Your goal> Return the essay on getting older below, word for word and in full.

Document passage>
Long in the (Blue) tooth

Today I’d like to just share with you some observations on aging, really growing up a lot, becoming long in the tooth. It’s hard to come up with a palatable description for, uh, getting old. We’ll stick with the “tooth” phrase for my purposes today. You’ll see why later.

Speaking of palatable, I’ve experienced some food-related changes recently that I never expected. Celery once was a vegetable I tolerated, but avoided every chance I got. In recent months I’ve come to really love a crisp piece of celery. Just plain, no Ranch dressing or Cheez Whiz. And especially in salads. Maybe a little salt, but not always.

Raw data>
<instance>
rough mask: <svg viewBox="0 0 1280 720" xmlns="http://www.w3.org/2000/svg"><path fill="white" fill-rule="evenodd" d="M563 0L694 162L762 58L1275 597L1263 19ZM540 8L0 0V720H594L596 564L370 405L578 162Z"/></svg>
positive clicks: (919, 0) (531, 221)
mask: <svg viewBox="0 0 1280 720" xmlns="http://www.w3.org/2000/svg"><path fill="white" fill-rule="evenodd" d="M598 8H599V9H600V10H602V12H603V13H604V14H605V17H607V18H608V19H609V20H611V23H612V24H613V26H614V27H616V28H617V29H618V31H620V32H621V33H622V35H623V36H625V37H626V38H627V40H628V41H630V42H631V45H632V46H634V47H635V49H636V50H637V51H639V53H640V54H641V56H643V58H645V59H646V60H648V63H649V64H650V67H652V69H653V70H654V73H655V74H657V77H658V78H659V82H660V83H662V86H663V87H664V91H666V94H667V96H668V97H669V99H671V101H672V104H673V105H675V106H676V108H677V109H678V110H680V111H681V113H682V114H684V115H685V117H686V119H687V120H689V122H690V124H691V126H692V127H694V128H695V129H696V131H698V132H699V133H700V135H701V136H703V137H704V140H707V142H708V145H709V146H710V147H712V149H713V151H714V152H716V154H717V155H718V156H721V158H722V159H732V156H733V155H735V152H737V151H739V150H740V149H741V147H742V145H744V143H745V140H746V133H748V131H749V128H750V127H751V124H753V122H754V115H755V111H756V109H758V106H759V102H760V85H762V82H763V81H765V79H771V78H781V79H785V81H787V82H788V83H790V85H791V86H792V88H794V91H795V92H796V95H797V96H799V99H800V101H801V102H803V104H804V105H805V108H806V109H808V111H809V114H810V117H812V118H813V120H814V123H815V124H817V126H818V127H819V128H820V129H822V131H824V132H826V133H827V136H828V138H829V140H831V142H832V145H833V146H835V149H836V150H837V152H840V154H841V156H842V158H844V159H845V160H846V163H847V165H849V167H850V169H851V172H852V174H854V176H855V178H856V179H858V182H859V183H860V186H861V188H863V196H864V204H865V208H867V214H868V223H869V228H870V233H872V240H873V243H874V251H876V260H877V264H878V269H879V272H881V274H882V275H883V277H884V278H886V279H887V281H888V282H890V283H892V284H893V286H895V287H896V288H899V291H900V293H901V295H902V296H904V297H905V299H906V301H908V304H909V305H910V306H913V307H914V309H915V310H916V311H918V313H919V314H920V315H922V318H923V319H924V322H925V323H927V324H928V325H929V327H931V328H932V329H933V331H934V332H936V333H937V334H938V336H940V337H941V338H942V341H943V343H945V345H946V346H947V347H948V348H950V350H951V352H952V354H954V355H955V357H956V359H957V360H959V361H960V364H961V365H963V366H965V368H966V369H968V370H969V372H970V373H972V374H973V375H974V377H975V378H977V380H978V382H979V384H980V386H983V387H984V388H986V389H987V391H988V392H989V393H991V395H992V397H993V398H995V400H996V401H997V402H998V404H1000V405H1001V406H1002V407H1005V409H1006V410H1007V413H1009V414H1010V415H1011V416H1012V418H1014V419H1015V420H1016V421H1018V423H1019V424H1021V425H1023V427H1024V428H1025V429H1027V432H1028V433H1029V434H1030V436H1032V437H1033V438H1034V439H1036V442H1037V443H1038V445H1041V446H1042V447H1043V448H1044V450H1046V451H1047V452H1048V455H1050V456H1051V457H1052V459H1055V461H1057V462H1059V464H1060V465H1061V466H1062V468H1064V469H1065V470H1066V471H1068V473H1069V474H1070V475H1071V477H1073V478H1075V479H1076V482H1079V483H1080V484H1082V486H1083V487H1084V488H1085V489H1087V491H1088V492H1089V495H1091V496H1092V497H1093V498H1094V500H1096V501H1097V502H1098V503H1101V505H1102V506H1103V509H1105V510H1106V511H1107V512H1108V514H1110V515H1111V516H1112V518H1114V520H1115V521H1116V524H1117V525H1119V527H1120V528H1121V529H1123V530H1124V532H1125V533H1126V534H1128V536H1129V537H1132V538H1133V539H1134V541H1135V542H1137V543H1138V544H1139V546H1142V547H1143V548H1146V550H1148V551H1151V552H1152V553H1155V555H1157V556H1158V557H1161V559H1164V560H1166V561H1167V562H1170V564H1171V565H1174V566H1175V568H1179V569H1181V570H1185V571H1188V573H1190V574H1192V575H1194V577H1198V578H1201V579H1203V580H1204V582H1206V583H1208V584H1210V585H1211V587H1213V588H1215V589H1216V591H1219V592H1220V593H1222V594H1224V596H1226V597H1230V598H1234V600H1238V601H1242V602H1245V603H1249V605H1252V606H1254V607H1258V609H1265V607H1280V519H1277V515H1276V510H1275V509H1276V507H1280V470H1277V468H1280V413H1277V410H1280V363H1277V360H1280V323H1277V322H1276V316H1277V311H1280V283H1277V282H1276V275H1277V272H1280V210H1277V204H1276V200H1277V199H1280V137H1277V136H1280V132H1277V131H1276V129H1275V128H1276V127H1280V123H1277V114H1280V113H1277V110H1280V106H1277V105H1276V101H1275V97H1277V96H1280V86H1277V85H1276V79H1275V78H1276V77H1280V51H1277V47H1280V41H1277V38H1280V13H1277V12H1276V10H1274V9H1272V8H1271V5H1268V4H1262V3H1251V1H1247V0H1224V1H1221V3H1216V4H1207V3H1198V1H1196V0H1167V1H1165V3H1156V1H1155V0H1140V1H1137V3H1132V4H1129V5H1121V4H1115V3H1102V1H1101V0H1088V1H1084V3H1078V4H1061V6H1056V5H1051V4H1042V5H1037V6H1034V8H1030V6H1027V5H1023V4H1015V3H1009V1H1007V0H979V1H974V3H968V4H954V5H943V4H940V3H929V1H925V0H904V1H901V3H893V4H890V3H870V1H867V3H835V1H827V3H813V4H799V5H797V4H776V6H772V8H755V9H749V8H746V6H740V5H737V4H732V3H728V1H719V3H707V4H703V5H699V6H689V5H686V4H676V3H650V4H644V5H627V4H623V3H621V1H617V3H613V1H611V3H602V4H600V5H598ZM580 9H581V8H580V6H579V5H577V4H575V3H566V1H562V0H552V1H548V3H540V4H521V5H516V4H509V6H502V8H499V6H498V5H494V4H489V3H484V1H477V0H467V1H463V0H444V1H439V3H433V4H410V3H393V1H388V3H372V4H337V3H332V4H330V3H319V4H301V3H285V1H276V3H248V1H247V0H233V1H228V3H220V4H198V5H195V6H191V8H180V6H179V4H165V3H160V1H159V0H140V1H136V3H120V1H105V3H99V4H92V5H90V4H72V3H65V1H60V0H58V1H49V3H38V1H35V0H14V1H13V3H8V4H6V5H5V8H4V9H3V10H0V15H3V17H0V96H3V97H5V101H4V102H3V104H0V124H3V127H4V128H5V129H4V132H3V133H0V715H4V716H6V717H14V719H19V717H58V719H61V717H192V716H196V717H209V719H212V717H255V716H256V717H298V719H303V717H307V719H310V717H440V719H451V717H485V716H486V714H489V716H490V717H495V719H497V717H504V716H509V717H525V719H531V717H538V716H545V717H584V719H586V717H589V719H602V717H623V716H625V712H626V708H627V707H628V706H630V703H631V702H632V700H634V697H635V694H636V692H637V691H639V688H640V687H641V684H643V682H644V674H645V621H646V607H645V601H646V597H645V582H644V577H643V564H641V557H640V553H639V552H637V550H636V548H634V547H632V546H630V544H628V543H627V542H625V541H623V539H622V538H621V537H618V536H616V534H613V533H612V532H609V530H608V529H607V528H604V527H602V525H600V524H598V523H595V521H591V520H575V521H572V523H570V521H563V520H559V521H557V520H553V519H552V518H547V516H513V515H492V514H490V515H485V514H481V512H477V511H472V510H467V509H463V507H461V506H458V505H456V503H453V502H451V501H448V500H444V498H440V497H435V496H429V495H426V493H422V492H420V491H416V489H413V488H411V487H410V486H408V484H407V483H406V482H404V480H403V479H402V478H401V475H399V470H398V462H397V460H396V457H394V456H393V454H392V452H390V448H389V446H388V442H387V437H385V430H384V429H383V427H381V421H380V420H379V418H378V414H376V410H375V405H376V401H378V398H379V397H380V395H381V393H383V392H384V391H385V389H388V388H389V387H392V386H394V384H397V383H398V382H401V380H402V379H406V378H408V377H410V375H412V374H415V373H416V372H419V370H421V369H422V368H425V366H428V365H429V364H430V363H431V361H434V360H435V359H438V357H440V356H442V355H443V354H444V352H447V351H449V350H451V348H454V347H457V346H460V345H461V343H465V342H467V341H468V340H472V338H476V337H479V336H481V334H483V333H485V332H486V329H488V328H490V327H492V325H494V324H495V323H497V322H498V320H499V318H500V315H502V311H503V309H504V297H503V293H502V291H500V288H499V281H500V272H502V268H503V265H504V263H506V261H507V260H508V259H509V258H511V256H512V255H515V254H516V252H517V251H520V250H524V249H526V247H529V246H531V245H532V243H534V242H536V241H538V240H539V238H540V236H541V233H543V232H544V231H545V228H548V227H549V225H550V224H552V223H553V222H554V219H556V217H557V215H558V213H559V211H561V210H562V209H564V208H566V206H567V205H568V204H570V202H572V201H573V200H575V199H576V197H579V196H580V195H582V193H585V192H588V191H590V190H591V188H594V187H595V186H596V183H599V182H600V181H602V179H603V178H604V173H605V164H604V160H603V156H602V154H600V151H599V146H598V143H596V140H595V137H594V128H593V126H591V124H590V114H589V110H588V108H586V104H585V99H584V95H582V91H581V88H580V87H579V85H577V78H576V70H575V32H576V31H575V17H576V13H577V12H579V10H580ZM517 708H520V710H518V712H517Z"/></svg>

Response for this exercise>
Long in the (Blue) tooth

Today I’d like to just share with you some observations on aging, really growing up a lot, becoming long in the tooth. It’s hard to come up with a palatable description for, uh, getting old. We’ll stick with the “tooth” phrase for my purposes today. You’ll see why later.

Speaking of palatable, I’ve experienced some food-related changes recently that I never expected. Celery once was a vegetable I tolerated, but avoided every chance I got. In recent months I’ve come to really love a crisp piece of celery. Just plain, no Ranch dressing or Cheez Whiz. And especially in salads. Maybe a little salt, but not always.